Dataset records:
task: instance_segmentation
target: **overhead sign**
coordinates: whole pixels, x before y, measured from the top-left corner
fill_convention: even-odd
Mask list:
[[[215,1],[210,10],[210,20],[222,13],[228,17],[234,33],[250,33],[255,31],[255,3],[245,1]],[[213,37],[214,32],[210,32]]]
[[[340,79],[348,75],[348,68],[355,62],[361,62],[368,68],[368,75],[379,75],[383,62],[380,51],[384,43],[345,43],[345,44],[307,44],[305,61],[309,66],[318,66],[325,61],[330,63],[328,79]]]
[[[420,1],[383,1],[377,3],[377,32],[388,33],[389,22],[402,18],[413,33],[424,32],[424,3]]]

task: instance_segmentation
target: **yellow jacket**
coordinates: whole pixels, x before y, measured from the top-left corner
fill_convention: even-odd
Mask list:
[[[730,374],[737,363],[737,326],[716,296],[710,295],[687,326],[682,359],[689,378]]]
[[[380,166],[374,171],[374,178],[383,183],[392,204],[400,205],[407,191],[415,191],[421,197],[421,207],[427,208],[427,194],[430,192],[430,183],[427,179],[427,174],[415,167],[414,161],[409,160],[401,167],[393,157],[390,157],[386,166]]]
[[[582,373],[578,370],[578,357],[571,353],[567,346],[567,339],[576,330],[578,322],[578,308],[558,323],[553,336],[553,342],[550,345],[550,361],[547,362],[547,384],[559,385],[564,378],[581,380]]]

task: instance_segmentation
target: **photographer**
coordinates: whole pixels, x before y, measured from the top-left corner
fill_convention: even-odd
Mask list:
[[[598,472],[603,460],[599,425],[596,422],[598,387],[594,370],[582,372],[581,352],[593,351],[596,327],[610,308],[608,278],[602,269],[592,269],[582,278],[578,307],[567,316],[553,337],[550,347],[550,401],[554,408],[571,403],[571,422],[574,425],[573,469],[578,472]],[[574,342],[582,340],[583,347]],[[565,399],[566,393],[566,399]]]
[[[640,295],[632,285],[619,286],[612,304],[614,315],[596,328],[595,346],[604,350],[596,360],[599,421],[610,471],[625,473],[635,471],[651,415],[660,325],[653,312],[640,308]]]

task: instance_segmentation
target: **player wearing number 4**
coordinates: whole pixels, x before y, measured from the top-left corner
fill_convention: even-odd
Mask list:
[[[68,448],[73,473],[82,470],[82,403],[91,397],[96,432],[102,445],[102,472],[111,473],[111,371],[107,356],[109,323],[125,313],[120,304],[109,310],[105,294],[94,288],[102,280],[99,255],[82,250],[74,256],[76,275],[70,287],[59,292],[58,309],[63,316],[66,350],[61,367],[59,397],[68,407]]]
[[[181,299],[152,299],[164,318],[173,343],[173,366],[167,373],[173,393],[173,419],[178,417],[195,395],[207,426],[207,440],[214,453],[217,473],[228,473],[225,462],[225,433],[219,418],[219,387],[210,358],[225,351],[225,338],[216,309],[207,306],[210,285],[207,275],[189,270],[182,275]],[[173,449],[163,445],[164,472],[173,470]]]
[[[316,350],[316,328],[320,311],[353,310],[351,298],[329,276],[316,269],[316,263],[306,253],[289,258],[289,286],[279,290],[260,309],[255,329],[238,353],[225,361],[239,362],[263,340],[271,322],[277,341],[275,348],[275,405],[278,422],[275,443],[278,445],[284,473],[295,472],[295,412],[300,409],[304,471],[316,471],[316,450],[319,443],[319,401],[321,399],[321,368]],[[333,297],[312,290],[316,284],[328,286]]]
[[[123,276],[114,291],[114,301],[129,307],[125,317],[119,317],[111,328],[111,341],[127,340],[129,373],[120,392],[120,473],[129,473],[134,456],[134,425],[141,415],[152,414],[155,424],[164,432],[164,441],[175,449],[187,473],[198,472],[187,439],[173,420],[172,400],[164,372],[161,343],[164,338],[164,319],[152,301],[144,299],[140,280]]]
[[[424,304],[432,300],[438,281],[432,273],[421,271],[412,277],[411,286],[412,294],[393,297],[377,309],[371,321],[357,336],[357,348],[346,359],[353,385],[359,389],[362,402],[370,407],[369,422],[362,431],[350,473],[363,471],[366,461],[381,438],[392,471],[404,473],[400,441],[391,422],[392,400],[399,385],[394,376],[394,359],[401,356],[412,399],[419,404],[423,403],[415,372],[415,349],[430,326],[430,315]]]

THE TASK: Pull out each line of the listing above that contains the string "target". Case counts.

OUTPUT:
target: **overhead sign**
target: **yellow jacket**
target: **photographer**
target: **player wearing number 4**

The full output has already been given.